---------- TEXT UNDER STUDY ----------
Any analogy is incorrect if you stretch it enough, otherwise it wouldn't be an analogy...
My clock analogy works up to this: ChatGPT success in factually answering a query is merely a happy coincidence, so it does not work well as a primary source of facts. Exactly like... a broken clock. It correctly tells the time twice a day, but it does not work well as a primary source of time keeping.
Please don't read more deeply into the analogy than that :)
Nope, not random behavior. ChatGPT works by predicting the continuation of a sentence. It has been trained in enough data to emulate some pretty awesome and deep statistical structure in human language. Some studies even argue it has built world models in some contexts, but I'd say that needs more careful analysis. Nonetheless, in no way, shape or form has it developed a sense of right vs wrong, real vs fiction, in a way you can depend on it for precise, factual information. It's a language model. If enough data says bananas are larger than the Empire State building, it would repeat that, even if it's absurd.
I didn’t say it was random behavior. You did when you said it was a happy coincidence.
---------- LISTED RECORDS ----------
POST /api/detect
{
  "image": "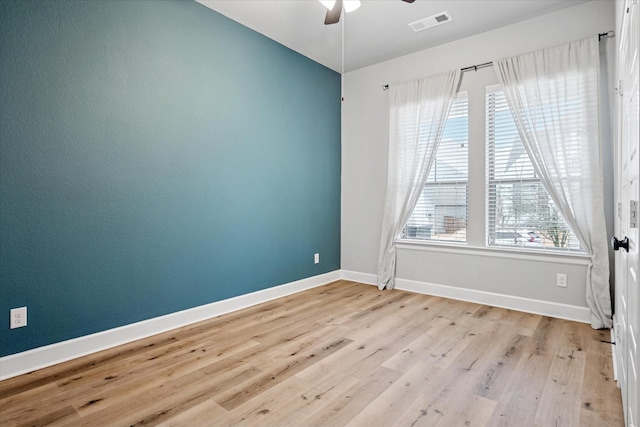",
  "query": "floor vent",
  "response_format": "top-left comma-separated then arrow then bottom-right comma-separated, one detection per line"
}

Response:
409,12 -> 453,33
----------
**ABOUT THIS EXERCISE**.
Answer these questions from the thread on ChatGPT and the broken-clock analogy:
1. How many times a day does a broken clock tell the correct time?
2. What does ChatGPT work by predicting?
3. In the thread's example, what would ChatGPT claim bananas are larger than if enough data said so?

**SOLVED PROBLEM**.
1. Twice a day.
2. The continuation of a sentence.
3. The Empire State building.